Explore the material:
• a. In the text on cancer remedies, swap "diluted" for "thinned" and write out the passage again. Begin at the words "Nosodes (Isodes) –" and stop after "and the patient.".
• b. Answer these questions from the text on cancer remedies:
(i) What is the active ingredient in Pau D'arco?
(ii) What dosage range is given for Selenium?
(iii) With which cancers does Quercetin seem most helpful?

Mistletoe – see Iscador

Nosodes (Isodes) – remedies made from cancer cells or tumors and taken orally or injected. These can be made specifically from the patient’s tumor (Isode) or a generic tumor can be used (Nosode). These are diluted and succussed and work homeopathically. I have had some results with this approach depending on the type of cancer and the patient.

Omega 3’s – active ingredient in Fish Oils, Flaxseed Oils and Borage Oil. Helpful in prevention and treatment of cancer.

Pau D’arco – extract of the inner bark of a genus of trees from the South American rainforest. Has been shown to reduce the size of tumors. May interfere with homeopathic remedies according to some homeopaths. Lapachol is the active ingredient. Dosage extrapolated from human dosages. Widely available.

Poly MVA – supposedly a DNA nutrient that repairs abnormal genes that have set the cancer cascade in motion. A natural substance generally well-tolerated, I have seen some cats react adversely to it. Considered a mineralo-vitamin. I have seen little difference in cases where this was used. Very expensive. Dosages extrapolated from human dosages.

Pycnogenol – see Grapeseed Extract

Quercetin – a bioflavonoid. Seems most helpful with stomach cancers. Dosages extrapolated from human dosage. Available online and in health food stores.

Selenium – trace mineral complimentary and synergistically with Vitamin E. Helpful in prevention of cancer and may be useful in treatment in conjunction with Vitamin E. Mega doses not recommended. Dosages range from 50 to 200mcg. Daily. Readily available.

Shark Cartilage – usage is based on the premise that sharks don’t get cancer. There are some small studies that showed tumor regression using fairly large doses of this. I have not seen any results with shark cartilage use and I object to the harvesting of sharks for this purpose. Amounts required are completely impractical for cats.

Record set:

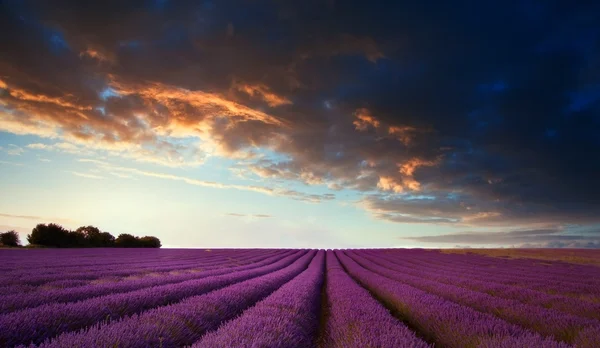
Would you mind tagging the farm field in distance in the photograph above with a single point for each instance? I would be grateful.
(299, 298)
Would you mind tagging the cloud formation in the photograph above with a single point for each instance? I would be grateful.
(446, 119)
(555, 237)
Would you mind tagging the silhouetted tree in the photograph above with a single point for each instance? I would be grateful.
(53, 235)
(10, 238)
(106, 240)
(49, 235)
(149, 242)
(96, 238)
(77, 239)
(125, 240)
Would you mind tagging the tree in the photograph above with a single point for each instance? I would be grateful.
(149, 242)
(77, 239)
(95, 238)
(125, 240)
(53, 235)
(10, 238)
(106, 240)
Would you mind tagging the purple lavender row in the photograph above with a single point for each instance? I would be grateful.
(61, 258)
(130, 264)
(558, 272)
(70, 260)
(444, 322)
(16, 302)
(127, 274)
(521, 280)
(288, 318)
(533, 297)
(548, 322)
(37, 279)
(185, 322)
(39, 323)
(551, 293)
(356, 319)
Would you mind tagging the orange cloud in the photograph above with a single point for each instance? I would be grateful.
(263, 92)
(387, 183)
(23, 95)
(97, 55)
(404, 133)
(408, 168)
(364, 119)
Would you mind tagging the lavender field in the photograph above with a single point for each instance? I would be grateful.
(298, 298)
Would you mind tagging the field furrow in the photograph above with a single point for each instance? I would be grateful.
(39, 323)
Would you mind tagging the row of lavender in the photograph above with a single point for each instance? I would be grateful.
(287, 298)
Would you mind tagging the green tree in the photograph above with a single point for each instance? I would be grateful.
(52, 235)
(10, 238)
(149, 242)
(125, 240)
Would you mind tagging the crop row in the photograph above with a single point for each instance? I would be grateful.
(21, 301)
(39, 323)
(185, 322)
(441, 321)
(548, 322)
(494, 288)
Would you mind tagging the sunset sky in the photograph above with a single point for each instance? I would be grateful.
(304, 123)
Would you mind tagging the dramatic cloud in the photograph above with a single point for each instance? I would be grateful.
(556, 237)
(125, 172)
(433, 117)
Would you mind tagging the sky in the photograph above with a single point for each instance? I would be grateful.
(306, 124)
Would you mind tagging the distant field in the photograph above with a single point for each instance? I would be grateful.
(578, 256)
(299, 298)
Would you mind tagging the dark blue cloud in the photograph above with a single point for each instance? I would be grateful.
(502, 96)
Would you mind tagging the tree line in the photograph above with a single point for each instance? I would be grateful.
(56, 236)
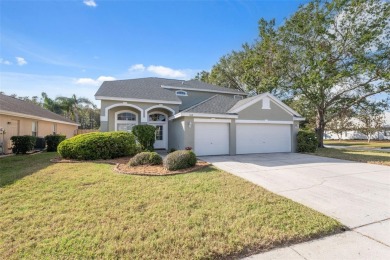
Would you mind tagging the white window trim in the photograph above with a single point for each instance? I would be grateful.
(125, 121)
(185, 94)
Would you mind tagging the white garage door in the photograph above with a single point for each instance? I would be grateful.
(211, 138)
(263, 138)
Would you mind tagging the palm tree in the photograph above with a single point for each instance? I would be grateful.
(71, 106)
(51, 104)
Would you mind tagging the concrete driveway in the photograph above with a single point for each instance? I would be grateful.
(356, 194)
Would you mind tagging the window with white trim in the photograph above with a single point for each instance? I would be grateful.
(125, 121)
(181, 93)
(157, 117)
(34, 128)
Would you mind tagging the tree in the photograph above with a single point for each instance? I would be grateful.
(72, 106)
(51, 104)
(341, 123)
(371, 119)
(333, 55)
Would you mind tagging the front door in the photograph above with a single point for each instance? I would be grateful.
(159, 120)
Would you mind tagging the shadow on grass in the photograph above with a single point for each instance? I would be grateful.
(16, 167)
(377, 157)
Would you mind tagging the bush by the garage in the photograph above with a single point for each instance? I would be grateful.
(307, 141)
(40, 143)
(93, 146)
(23, 144)
(53, 141)
(145, 136)
(180, 160)
(146, 158)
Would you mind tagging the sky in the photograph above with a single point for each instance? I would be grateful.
(65, 47)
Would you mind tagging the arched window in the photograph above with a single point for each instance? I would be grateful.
(156, 117)
(125, 120)
(126, 116)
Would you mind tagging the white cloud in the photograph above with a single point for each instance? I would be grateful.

Answers to each task:
• a.
Nosodes (Isodes) – remedies made from cancer cells or tumors and taken orally or injected. These can be made specifically from the patient’s tumor (Isode) or a generic tumor can be used (Nosode). These are thinned and succussed and work homeopathically. I have had some results with this approach depending on the type of cancer and the patient.

• b.
(i) Lapachol
(ii) 50 to 200mcg
(iii) Stomach cancers